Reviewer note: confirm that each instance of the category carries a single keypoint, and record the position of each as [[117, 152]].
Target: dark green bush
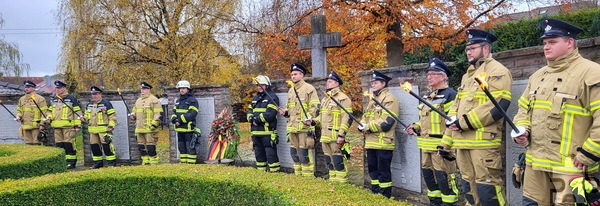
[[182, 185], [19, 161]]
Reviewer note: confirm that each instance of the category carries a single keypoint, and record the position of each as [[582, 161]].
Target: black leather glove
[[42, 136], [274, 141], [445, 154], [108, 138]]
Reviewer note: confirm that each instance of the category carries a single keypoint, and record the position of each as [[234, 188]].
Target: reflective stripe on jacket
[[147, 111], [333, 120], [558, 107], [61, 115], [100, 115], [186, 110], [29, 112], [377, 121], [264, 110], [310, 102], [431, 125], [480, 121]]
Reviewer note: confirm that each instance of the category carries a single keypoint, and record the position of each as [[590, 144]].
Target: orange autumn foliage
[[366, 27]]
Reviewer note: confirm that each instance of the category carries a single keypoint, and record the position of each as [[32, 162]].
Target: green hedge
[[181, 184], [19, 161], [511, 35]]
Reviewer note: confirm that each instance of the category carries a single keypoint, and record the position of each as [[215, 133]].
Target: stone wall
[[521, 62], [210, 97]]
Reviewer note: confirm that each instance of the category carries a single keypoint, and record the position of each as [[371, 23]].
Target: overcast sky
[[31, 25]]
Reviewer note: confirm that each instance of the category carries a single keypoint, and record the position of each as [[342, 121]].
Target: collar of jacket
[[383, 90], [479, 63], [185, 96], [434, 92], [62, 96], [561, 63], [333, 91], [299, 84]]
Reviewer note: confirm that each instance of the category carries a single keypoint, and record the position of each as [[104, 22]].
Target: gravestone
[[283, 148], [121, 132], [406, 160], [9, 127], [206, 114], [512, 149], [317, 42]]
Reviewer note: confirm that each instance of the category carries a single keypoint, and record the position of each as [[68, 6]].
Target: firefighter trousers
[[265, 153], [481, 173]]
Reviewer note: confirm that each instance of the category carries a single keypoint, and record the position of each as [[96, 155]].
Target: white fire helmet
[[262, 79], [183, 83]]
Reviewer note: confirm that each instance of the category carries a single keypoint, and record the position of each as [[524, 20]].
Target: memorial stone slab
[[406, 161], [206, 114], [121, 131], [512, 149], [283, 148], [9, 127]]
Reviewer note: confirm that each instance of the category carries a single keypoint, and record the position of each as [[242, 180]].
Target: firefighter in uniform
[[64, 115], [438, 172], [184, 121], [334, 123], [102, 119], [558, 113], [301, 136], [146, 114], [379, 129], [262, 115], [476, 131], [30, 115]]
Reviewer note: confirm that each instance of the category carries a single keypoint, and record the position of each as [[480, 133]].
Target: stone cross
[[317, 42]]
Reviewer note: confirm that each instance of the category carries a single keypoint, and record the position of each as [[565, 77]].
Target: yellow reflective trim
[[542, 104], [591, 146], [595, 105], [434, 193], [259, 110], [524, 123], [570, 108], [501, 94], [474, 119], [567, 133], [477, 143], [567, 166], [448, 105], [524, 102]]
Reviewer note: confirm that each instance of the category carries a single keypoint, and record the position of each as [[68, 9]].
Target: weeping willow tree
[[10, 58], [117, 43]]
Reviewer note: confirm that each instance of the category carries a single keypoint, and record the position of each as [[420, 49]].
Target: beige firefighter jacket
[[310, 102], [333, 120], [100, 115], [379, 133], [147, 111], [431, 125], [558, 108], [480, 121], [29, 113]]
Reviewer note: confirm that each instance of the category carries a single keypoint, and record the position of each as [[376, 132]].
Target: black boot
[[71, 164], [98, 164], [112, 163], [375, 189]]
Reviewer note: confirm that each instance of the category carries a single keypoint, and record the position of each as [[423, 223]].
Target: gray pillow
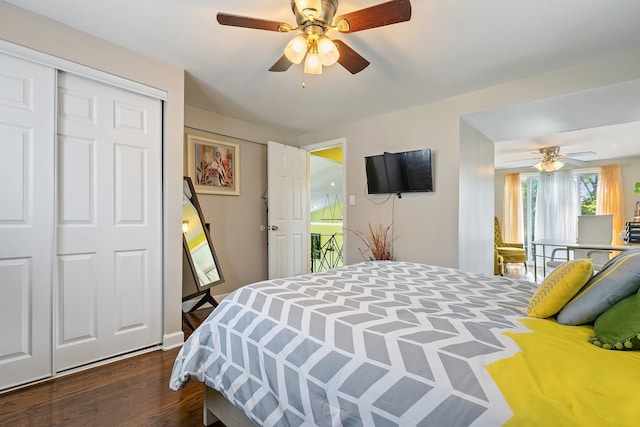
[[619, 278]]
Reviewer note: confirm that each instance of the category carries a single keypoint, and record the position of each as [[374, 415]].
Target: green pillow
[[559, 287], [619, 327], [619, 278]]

○ ○ ○ ○ ○ ○ ○

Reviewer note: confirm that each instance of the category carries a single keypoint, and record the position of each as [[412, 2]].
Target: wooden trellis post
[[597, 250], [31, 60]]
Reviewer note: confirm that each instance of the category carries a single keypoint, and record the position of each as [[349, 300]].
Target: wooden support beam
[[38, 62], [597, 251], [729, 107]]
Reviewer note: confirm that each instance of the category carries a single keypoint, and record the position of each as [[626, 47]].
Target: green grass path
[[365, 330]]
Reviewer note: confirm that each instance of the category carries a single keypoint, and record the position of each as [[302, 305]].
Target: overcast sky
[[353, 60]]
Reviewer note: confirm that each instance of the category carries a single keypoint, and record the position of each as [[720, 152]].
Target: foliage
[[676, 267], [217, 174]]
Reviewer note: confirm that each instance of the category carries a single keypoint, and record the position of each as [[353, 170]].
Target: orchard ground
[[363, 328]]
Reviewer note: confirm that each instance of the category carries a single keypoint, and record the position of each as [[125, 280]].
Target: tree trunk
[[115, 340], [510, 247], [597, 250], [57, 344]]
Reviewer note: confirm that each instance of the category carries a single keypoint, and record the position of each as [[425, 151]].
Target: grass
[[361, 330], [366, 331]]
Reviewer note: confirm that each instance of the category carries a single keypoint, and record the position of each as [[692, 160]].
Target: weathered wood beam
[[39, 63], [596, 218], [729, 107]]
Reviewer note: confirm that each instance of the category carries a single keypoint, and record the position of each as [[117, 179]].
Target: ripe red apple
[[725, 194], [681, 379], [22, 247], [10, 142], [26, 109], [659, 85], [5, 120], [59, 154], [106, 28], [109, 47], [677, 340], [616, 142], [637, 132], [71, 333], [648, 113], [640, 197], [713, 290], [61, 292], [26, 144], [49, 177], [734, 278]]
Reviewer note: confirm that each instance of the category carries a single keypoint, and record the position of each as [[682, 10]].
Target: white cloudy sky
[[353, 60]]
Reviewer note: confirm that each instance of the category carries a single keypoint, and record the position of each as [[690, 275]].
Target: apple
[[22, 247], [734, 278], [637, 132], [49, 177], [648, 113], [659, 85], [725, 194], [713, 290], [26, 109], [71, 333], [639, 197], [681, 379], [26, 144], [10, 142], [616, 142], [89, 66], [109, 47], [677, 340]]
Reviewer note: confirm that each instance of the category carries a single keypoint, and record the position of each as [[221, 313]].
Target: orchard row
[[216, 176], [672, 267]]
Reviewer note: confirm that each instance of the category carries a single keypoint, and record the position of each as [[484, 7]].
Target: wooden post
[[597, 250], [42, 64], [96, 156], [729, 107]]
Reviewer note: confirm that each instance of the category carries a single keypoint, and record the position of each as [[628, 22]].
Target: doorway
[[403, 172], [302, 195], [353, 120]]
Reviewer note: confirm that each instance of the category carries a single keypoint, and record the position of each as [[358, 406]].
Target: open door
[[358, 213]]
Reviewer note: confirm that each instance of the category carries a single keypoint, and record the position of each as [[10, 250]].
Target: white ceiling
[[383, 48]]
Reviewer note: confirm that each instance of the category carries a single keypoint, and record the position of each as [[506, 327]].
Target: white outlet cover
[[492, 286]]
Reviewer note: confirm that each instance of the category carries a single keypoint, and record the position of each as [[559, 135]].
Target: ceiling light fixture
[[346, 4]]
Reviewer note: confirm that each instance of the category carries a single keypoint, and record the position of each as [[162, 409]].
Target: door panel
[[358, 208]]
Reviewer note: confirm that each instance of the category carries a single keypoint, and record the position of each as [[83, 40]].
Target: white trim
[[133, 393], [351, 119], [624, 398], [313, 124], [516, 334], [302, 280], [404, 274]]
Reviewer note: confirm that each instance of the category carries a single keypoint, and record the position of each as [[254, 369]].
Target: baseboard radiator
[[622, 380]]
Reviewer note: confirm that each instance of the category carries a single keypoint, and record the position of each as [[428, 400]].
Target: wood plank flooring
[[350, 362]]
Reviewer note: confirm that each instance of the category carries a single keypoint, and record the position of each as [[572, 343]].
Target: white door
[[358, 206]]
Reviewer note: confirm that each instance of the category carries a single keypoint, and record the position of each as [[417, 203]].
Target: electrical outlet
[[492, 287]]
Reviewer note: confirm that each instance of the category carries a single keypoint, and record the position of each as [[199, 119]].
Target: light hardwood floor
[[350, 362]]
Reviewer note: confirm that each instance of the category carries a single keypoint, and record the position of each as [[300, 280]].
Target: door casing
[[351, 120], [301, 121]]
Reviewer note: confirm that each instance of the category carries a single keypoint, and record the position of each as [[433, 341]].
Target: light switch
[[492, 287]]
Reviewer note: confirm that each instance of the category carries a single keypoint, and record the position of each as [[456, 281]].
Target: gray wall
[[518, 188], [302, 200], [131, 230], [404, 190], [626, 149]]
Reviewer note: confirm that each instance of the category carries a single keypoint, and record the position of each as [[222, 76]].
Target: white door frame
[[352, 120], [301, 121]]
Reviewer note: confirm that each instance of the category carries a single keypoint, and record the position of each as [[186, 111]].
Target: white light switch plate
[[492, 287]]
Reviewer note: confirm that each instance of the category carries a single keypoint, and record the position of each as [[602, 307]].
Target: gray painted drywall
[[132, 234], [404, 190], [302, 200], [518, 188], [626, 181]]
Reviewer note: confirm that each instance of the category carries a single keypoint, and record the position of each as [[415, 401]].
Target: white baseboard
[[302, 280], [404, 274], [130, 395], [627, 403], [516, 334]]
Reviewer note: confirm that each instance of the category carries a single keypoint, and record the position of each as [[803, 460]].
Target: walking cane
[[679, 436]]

○ ○ ○ ○ ○ ○ ○

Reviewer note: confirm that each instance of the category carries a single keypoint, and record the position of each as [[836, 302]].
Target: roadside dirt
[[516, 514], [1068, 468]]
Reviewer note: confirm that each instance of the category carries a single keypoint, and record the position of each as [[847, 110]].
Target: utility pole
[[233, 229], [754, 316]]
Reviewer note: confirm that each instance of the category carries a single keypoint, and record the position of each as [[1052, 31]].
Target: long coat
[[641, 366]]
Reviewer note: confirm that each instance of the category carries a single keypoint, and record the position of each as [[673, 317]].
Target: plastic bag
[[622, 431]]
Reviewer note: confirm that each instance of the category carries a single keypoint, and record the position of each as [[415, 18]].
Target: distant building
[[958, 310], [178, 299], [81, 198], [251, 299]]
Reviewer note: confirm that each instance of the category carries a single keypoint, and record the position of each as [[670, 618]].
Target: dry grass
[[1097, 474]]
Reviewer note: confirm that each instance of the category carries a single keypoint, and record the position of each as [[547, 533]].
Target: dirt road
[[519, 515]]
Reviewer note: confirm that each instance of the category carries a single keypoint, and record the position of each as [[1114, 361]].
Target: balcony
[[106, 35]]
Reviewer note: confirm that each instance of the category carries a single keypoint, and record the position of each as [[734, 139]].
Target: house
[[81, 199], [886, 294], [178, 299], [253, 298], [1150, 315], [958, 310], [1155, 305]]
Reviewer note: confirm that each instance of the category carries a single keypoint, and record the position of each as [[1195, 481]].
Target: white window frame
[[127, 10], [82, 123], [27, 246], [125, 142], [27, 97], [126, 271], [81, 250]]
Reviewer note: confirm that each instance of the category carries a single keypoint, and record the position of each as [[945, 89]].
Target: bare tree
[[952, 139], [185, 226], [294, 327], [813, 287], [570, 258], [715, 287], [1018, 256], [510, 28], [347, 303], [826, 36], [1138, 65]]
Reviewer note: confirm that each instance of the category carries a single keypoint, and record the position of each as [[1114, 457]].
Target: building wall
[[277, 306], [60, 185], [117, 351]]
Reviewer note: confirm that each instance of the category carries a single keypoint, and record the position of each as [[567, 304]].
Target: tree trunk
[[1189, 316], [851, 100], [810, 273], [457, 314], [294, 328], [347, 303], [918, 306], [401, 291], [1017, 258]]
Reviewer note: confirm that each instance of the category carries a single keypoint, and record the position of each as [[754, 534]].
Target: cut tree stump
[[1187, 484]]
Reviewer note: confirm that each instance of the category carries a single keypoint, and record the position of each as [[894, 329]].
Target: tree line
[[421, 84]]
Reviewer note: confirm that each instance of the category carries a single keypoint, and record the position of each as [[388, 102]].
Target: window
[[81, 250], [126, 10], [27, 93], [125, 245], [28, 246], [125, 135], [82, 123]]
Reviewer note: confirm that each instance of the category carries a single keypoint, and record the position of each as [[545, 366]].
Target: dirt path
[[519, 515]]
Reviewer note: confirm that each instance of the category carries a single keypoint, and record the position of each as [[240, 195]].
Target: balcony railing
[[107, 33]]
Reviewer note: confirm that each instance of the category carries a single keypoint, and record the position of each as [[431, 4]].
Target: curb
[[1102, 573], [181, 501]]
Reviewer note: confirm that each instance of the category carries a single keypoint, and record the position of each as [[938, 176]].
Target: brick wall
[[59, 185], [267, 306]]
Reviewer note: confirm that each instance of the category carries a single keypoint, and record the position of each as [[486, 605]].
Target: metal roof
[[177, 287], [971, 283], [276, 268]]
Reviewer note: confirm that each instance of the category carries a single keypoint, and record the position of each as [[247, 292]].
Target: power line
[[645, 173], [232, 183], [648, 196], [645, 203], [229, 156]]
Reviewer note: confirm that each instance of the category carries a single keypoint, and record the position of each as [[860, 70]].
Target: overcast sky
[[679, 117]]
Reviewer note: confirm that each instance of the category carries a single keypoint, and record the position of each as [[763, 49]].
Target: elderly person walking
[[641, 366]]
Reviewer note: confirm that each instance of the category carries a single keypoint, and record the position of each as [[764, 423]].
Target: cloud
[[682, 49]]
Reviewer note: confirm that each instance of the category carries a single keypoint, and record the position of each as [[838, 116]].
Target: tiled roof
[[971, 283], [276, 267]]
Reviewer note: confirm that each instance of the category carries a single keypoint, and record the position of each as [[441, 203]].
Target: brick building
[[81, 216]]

○ ○ ○ ○ ○ ○ ○

» **Stated goal**
Copy the material starting at the line that contains "as [[10, 250]]." and ending at the line that contains "[[492, 286]]", both included. Multiply each point coordinate given as an answer by 1.35 and round it to a whole number, rounding halves up; leave the coordinates in the reviewer notes unchanged, and give only those lines.

» **Correct output**
Reviewer note: confirm that each instance of the category carries a single keypoint, and record the position of each as [[10, 250]].
Target: white ceiling
[[517, 65]]
Reviewer note: confirm that each instance of the category carries a single keypoint, and record the position of each as [[506, 327]].
Target: white outlet cover
[[664, 386]]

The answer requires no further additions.